Раздел текста:
• • •

Совсем маленьким он запомнил след маслица миропомазания на лбу и сладкий вкус причастного вина. И, очевидно, потому именно так легко (сравнительно) и даётся ему, уже взрослому, успешному, ортодоксальному (и даже номенклатурному) советскому писателю — очищение от «большевистской проказы» (его слова), и преображение.
Его богатырская русскость просто спит, насильно втиснутая в бутылку герметичной идеологии. Но стоит Кириллу Буренину поставить французскую пластинку, на которой Хор (настоящих) донских казаков выводит Великую Ектению, и — как укол в сердце вечности, — душа пробуждается, как будто только этой минуты всю жизнь и ждала.

• • •

Строки данных:
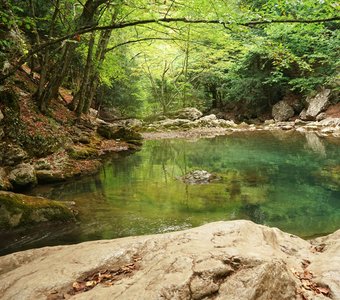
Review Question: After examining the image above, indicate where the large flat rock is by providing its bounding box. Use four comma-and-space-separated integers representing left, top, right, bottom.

• • •

Письменный запрос: Напишите продолжение текста о Кирилле Буренине сразу после его последнего предложения. Перечень здесь не понадобится.

Письменный ответ:
«Сказать, что я был ошарашен, ошеломлён, потрясён до глубин души, значит ничего не сказать про то состояние, в которое меня ввергли первые же мгновения музыки. Где же это я бродил и плутал до сих пор, что только на каком-то сороковом году своей жизни слышу впервые это? Неужели оно было и раньше, до этого дня, а я о нём не знал? В какой же темноте, в каком же слепом неведении надо было жить, чтобы восторгаться песенками вроде «Каховки» или «Тачанки», вроде «Катюши» или «Подмосковных вечеров»? Не подозревая, что существует на свете такая сила? Именно сила. Первое, что я почувствовал, — силу. Могущество. Подхватило волной, захватило дух. Это была, как я теперь знаю. Великая ектенья в сопровождении хора донских казаков в Париже, записанная на большую пластинку и оказавшаяся каким-то образом в руках Буренина. Хор донских казаков и привнёс в ектенью, могучую саму по себе, тот воинствующий элемент, который превратил проникновенную молитву в шквал, в ослепительный взрыв, в цунами» («Последняя ступень»).
Как будто «перегородка лопнула», чешуя сползла с глаз, и — слепец прозрел.
«Если я скажу, что я не был потрясен тем, что узнал и передумал за очень, в общем-то, короткое время, то я ещё не скажу ничего. Как нетрудно догадаться, я пришёл в мастерскую Кирилла Буренина одним человеком, а ушёл другим. Если искать точности, я пришёл слепым, а ушёл зрячим. И теперь уж всюду, на что бы ни упал мой взгляд, я видел то, чего не видел по странной слепоте. Я познал тайну времени. Не до конца пока что, как потом оказалось, не до последней её глубины и точки, но всё же завеса приоткрылась, и я, до сих пор видевший лишь циферблат и слепо веривший в непогрешимость движения стрелок, увидел ещё и весь внутренний механизм часов, внутреннюю пружину…»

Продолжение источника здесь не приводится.